# What you should do:
Set down the full listing exactly, character for character.

# Provided records:
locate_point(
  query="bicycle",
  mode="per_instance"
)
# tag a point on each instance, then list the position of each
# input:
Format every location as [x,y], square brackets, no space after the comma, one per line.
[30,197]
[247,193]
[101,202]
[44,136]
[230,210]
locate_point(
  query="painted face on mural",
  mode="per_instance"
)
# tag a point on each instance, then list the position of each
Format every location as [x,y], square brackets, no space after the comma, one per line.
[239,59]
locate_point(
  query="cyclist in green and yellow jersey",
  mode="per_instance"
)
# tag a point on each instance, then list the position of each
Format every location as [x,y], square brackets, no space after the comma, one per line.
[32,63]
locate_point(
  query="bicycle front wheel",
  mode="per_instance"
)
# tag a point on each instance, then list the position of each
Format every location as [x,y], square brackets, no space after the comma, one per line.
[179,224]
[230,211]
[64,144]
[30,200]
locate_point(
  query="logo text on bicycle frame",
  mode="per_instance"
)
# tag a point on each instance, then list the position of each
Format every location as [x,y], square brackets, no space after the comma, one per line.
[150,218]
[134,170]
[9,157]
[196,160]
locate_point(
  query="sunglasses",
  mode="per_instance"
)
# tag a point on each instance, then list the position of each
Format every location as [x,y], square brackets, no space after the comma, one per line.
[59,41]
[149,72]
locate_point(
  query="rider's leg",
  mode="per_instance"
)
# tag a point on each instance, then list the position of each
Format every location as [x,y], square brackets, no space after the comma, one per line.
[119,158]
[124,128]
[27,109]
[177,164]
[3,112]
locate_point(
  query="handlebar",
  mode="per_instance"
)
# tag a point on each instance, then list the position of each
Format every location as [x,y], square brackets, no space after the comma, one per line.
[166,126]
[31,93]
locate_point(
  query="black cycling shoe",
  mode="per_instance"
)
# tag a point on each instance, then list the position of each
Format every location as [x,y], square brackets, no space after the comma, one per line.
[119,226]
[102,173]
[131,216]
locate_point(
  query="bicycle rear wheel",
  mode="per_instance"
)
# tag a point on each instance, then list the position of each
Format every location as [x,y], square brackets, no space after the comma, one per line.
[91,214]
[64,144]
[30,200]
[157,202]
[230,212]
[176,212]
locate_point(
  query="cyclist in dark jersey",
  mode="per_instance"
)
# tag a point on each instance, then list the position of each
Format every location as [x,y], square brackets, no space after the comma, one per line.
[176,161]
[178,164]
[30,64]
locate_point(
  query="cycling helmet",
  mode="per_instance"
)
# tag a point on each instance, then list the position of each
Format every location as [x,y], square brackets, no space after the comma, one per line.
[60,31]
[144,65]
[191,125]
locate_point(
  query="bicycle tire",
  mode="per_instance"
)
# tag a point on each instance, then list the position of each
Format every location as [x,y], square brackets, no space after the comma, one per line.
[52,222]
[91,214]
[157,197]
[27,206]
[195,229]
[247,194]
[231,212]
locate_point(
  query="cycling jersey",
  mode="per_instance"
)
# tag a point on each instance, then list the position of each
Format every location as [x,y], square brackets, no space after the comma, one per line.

# Response for this exercise:
locate_point(
  query="bicycle",
  mode="per_instance"
)
# tag a point on each instance, then list the position of each
# input:
Format every location as [x,y], square brackets, no space after the comma, one per line.
[30,197]
[247,193]
[101,202]
[44,136]
[230,210]
locate_point(
  query="painted face on mural",
  mode="per_instance"
)
# tag a point on each instance, then list the position of each
Format every location as [x,y], square brackets, no space after the comma, one per line.
[239,59]
locate_point(
  query="cyclist in green and yellow jersey",
  mode="per_instance"
)
# tag a point on each instance, then list the position of each
Format every location as [x,y], square brackets, no space after the comma, one per line.
[32,63]
locate_point(
  query="bicycle front wheel",
  mode="per_instance"
)
# tag a point on each instance, then list the position of each
Format every location as [x,y], square brackets, no space after the comma, one per line.
[179,224]
[230,211]
[64,144]
[30,200]
locate_point(
  query="logo text on bicycle frame",
  mode="per_instance"
)
# tag a point on each instance, then list the position of each
Format every location as [x,y], square brackets, no space after the comma, one per line.
[150,218]
[134,170]
[9,157]
[196,160]
locate_point(
  query="sunglasses",
  mode="per_instance"
)
# tag a point on each instance, then list the position of each
Format every location as [x,y], square brackets, no space after the comma, one per line.
[59,41]
[149,72]
locate_point(
  query="rider's leg",
  mode="per_instance"
)
# tag a point on each instance, then list the position of each
Format every location as [x,y], square brackets, no space after the comma, one per line.
[119,158]
[124,128]
[27,109]
[177,164]
[3,112]
locate_point(
  query="handlebar",
  mode="per_instance"
)
# tag a point on each instance, then list the position of each
Format every location as [x,y], square brackets, no space after the comma, one per line.
[166,126]
[31,93]
locate_point(
  query="black cycling shoe",
  mode="per_instance"
)
# tag a point on each instance, then list the position of each
Format every location as [x,y], square brackets, no space after the comma, one per line.
[119,226]
[102,173]
[131,216]
locate_point(
  query="bicycle rear wheel",
  mode="per_instance"
)
# tag a point on each instance, then list the position of each
Format every location as [x,y], square brackets, no space after the comma, one per line.
[91,214]
[64,144]
[30,200]
[157,202]
[230,212]
[176,212]
locate_point(
  query="cyclist in dark jersey",
  mode="per_instance"
)
# tag a point on each instance, then list the position of each
Format every location as [x,y], square brackets, no space after the comma, one per line.
[176,161]
[178,164]
[30,64]
locate_point(
  query="cycling helmet",
  mode="per_instance"
)
# tag a point on each instance, then list the position of each
Format every location as [x,y], square brackets, no space after the comma, one per line.
[60,31]
[144,65]
[191,125]
locate_point(
  query="bicycle tire",
  mode="per_instance"
)
# tag a point on each instance, then list the position of each
Format every location as [x,y], square brackets, no space after the comma, one per line.
[52,222]
[91,214]
[157,197]
[27,206]
[195,229]
[247,194]
[231,212]
locate_point(
  query="cycling jersey",
  mode="per_instance"
)
# tag a point on each instance, then list the position of each
Format every location as [x,y], square brackets, no space after the comma, one per line.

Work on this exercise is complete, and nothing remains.